DOCUMENT EXTRACT »
Limiting radiation therapy to lymph nodes on one side of the neck for advanced tonsil cancer resulted in good local regional control and no cancer recurrence on the untreated side, according to new research. These findings were presented at the 2014 Multidisciplinary Head and Neck Cancer Symposium in Scottsdale, Arizona. In addition, the study results indicate that primary tumor location, rather than the amount of lymph node involvement on the tumor side of the neck, dictates the risk for disease in the opposite side of the neck.
The study focused on 46 of 153 total patients with squamous cell carcinoma of the tonsil who received treatment between 1997 and 2012 at Washington University in St. Louis, Missouri. Tumor location was well-documented in the 46 patients who received unilateral radiation therapy (RT), with 40 patients (87%) having lateralized (located on one side of the throat) primary tumors; 2 patients (4%) had nonlateralized tumors, and in 4 patients (9%), lateralization could not be determined retrospectively. The patients underwent surgical resection and postoperative intensity-modulated RT (IMRT), with 30 patients also receiving concurrent chemotherapy.
Of the subset of 46 patients treated unilaterally, 72% were men, and the average patient age was 59 years. A total of 61% of patients were current or former smokers. The cancer stage/classification for the study group was: TX = 2% (1); T1 = 44% (20); T2 = 41% (19); and T3 = 13% (6). The patients’ stages of lymph node involvement were: N0 = 11% (5); N1 = 13% (6); and N2 = 76% (35). The prescribed radiation doses were 60-66 Gy to the postoperative bed and involved neck; and 52-54 Gy to the elective neck in 30 to 33 fractions using a simultaneous integrated boost technique.

WORK REQUEST 1 »
In the tonsil cancer study summary, at what event were the findings presented?
WORK REQUEST 2 »
Duplicate the stretch of the tonsil cancer study summary from "Limiting radiation therapy" through "of the neck.".

RECORDS PROVIDED »
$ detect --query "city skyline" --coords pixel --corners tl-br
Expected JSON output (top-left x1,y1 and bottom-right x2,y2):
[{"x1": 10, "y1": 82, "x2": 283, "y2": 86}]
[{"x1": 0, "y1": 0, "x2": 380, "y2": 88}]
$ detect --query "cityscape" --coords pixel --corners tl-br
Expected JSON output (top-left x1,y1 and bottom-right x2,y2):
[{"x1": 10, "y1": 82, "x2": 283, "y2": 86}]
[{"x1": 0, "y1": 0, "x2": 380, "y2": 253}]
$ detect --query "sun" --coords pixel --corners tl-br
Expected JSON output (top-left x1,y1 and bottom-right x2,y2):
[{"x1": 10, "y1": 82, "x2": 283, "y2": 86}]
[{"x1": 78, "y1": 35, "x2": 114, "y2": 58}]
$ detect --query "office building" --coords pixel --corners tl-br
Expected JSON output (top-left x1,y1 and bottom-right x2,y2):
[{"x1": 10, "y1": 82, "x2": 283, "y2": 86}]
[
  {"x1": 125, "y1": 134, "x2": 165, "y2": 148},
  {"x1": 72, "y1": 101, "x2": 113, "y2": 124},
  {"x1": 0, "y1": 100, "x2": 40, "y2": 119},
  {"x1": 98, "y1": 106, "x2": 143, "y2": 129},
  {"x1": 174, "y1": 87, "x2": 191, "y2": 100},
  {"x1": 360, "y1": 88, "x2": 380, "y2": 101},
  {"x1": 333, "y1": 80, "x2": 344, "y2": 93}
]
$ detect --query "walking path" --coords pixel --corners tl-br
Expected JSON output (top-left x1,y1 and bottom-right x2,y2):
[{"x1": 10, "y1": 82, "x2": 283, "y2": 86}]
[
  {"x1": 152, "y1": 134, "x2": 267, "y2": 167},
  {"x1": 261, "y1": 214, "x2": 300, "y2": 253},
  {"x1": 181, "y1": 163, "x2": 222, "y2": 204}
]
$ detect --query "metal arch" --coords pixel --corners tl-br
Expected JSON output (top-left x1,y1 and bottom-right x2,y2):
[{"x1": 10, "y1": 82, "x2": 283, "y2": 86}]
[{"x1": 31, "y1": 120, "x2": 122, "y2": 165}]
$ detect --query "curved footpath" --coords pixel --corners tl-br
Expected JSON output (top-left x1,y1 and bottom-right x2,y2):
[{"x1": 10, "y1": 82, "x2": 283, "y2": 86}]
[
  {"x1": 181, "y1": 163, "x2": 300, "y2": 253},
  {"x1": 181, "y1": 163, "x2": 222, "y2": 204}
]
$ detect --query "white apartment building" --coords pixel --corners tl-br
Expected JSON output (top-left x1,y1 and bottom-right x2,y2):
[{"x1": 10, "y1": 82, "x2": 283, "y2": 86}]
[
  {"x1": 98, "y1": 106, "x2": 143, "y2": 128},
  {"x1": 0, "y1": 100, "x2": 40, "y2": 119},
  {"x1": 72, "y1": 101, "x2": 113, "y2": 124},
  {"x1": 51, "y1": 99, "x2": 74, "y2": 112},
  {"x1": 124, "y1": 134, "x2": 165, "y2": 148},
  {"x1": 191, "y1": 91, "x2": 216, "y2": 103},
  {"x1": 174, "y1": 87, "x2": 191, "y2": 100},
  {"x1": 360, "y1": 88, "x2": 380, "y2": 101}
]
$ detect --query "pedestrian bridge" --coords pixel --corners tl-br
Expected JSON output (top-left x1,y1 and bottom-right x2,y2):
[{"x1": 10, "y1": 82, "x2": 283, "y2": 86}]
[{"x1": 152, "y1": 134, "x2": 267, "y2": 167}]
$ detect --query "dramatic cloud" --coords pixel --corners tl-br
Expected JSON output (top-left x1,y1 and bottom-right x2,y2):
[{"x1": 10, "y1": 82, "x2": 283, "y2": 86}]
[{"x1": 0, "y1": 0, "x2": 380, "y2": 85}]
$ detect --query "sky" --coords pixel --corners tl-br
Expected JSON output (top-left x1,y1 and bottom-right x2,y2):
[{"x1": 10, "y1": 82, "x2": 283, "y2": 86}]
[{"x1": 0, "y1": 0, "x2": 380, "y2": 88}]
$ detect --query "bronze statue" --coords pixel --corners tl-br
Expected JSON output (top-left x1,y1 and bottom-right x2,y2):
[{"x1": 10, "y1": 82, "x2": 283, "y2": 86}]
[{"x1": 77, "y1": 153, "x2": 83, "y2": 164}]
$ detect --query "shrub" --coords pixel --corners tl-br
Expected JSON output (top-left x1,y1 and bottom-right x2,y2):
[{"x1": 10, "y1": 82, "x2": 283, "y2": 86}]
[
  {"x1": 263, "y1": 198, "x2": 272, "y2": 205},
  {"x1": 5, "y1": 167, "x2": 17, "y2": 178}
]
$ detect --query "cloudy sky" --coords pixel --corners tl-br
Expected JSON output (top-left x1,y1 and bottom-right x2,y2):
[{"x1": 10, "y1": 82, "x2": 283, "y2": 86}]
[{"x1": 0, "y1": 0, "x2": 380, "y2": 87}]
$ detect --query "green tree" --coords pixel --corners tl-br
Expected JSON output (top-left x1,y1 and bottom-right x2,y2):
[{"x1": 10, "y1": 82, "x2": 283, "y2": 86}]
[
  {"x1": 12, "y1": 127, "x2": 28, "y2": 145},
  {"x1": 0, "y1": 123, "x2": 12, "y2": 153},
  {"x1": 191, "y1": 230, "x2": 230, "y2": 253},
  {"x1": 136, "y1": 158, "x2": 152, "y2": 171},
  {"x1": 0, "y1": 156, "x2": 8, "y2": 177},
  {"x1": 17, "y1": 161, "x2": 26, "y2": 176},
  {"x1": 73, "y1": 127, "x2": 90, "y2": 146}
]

EXERCISE OUTPUT 1 »
The 2014 Multidisciplinary Head and Neck Cancer Symposium in Scottsdale, Arizona.

EXERCISE OUTPUT 2 »
Limiting radiation therapy to lymph nodes on one side of the neck for advanced tonsil cancer resulted in good local regional control and no cancer recurrence on the untreated side, according to new research. These findings were presented at the 2014 Multidisciplinary Head and Neck Cancer Symposium in Scottsdale, Arizona. In addition, the study results indicate that primary tumor location, rather than the amount of lymph node involvement on the tumor side of the neck, dictates the risk for disease in the opposite side of the neck.